→ Objective: Rewrite the records between the lines holding "Plain rules. Mark every instance of the vertical grille" and "x=901 y=309", inclusive, with every line kept, requests included. Increase each x and y coordinate in the answers by 32, and leave the sample coordinates in the requests unchanged.

→ Dataset content:
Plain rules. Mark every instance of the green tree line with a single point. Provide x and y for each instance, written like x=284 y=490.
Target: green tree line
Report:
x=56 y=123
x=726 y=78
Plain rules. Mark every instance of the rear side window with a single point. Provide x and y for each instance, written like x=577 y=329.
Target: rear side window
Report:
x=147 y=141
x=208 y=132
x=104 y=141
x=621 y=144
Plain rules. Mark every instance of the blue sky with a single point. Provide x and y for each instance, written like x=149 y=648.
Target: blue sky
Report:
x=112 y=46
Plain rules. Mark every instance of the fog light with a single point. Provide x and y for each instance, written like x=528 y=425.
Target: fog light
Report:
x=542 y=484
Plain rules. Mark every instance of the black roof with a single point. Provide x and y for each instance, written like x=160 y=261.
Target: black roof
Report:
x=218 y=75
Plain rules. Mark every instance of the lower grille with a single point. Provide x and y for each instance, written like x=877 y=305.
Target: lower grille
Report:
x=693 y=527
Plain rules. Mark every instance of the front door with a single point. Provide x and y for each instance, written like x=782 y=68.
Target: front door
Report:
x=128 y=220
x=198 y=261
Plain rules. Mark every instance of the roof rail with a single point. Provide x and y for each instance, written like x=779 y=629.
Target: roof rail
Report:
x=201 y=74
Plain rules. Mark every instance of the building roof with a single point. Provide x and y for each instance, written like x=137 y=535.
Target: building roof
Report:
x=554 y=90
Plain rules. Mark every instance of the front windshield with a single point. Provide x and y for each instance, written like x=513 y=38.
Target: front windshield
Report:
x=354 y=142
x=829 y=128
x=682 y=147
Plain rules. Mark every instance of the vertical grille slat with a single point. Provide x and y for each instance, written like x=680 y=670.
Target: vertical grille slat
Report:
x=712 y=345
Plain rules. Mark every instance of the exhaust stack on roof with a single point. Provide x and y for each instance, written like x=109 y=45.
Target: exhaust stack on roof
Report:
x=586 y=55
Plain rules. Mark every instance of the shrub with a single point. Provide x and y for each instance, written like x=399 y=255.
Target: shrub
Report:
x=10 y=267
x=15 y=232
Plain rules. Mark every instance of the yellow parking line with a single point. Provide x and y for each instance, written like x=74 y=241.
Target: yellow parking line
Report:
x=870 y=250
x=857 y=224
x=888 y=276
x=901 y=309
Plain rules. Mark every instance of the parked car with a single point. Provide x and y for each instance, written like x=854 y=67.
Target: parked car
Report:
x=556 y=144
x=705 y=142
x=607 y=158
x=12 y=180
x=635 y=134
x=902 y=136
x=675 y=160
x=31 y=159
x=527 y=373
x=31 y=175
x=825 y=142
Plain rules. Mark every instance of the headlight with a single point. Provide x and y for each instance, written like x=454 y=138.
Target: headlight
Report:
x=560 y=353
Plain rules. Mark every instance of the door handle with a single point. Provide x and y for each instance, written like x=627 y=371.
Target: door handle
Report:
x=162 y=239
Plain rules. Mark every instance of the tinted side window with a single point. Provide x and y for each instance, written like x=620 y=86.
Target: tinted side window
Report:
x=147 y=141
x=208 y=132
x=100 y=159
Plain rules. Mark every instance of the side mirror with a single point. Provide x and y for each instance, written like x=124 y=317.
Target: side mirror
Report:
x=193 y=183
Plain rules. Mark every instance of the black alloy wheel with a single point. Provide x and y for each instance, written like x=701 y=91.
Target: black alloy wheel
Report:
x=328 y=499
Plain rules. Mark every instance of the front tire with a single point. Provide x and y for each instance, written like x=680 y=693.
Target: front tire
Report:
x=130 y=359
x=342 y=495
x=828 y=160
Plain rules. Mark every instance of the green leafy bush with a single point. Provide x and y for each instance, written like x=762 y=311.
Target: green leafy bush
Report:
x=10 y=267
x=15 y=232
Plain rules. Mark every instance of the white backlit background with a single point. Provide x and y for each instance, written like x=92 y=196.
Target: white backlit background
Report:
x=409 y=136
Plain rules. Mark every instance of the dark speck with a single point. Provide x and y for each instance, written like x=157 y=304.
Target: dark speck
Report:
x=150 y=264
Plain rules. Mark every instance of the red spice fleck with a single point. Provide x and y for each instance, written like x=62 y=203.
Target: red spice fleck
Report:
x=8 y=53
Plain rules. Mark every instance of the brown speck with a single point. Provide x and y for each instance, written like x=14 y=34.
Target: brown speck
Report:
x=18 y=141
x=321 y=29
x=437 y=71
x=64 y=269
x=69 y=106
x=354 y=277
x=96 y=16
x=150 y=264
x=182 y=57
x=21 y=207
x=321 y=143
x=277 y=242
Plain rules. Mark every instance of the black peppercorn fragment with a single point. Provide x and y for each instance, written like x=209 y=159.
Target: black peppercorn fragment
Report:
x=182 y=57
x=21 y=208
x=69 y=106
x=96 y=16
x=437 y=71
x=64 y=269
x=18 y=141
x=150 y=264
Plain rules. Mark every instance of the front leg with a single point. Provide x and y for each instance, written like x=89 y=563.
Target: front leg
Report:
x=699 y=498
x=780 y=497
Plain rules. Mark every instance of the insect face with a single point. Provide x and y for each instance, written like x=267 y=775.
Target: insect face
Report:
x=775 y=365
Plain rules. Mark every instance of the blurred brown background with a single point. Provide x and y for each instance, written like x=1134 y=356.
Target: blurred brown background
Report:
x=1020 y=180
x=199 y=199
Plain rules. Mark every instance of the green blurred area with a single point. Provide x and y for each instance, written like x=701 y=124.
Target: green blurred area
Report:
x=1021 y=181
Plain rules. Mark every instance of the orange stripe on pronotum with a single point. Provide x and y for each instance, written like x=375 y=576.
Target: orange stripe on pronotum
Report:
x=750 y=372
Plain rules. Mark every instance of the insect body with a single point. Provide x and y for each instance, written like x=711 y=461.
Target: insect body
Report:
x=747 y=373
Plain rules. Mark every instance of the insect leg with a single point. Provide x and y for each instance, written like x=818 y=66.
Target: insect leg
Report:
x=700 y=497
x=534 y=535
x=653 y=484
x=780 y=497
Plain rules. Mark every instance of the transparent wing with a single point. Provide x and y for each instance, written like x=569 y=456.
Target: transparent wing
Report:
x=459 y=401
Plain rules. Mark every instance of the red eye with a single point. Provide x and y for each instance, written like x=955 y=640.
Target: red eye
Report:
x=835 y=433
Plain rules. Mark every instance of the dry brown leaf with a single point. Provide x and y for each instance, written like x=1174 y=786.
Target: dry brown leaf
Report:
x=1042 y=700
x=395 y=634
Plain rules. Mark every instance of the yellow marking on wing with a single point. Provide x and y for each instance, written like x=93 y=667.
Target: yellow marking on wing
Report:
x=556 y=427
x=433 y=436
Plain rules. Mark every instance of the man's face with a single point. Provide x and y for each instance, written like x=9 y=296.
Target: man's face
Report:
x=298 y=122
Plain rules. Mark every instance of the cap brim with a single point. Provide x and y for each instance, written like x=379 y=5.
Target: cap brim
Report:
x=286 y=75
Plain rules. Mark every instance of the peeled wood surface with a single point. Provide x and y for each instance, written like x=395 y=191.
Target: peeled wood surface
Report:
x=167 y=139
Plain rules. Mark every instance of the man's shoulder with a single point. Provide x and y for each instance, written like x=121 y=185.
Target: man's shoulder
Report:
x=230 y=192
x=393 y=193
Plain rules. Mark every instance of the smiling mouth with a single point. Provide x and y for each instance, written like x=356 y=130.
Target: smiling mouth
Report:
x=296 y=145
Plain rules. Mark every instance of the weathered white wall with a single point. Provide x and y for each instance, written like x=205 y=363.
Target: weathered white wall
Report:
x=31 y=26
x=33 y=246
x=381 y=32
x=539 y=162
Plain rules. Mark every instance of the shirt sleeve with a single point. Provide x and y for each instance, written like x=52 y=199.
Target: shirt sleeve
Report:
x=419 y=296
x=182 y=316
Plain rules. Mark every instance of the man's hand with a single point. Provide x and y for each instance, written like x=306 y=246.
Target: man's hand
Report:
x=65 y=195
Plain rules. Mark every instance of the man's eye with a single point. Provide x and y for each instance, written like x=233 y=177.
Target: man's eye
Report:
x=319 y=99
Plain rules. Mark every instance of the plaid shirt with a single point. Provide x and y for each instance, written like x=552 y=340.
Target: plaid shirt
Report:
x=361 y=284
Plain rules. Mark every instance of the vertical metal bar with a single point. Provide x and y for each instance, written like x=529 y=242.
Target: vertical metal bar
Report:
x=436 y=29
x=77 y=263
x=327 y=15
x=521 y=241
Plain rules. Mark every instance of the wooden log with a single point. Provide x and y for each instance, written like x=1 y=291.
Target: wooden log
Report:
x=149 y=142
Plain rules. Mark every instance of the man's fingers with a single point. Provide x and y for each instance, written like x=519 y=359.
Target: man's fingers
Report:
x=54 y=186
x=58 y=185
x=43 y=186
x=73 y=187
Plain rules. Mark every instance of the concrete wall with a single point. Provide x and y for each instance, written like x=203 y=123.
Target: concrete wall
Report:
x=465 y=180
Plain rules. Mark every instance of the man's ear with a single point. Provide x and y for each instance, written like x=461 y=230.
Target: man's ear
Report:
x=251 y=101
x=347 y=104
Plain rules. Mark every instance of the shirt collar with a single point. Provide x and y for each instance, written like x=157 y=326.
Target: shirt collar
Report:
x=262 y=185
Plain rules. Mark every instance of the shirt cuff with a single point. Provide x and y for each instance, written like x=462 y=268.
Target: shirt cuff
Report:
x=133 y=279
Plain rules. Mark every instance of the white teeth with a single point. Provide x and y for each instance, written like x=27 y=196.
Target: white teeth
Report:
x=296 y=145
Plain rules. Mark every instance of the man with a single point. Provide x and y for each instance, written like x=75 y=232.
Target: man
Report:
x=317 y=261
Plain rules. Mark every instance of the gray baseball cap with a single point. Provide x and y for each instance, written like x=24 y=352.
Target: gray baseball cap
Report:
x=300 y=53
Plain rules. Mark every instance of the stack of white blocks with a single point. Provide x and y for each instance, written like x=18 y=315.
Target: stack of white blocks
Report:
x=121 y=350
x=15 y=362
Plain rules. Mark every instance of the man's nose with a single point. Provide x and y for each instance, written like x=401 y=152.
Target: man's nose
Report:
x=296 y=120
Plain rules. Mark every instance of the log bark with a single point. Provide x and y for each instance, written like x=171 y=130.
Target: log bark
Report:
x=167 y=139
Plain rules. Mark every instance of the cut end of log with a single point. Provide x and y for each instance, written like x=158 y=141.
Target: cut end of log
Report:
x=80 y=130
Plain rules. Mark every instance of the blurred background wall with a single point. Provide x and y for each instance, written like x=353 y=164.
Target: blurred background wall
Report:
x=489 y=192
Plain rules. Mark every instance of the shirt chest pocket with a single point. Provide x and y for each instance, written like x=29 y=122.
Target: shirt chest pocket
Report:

→ Written answer:
Plain rules. Mark every instance of the vertical grille slat with a single point. Provide x and y for each instance, written like x=680 y=670.
Target: vertical grille slat
Report:
x=744 y=377
Plain rules. Mark every instance of the exhaust stack on roof with a single point. Provide x and y for each instance, written like x=109 y=45.
Target: exhaust stack on roof
Report:
x=618 y=87
Plain rules. Mark every instance of the shrub with a single point. Provide x and y for each instance, written like x=399 y=255.
Target: shrub
Report:
x=42 y=299
x=47 y=264
Plain rules. Mark every instance of the yellow parking line with a single point. Provide x and y for each instance, written like x=74 y=241.
Target: yellow parking line
Report:
x=902 y=282
x=889 y=256
x=920 y=308
x=933 y=341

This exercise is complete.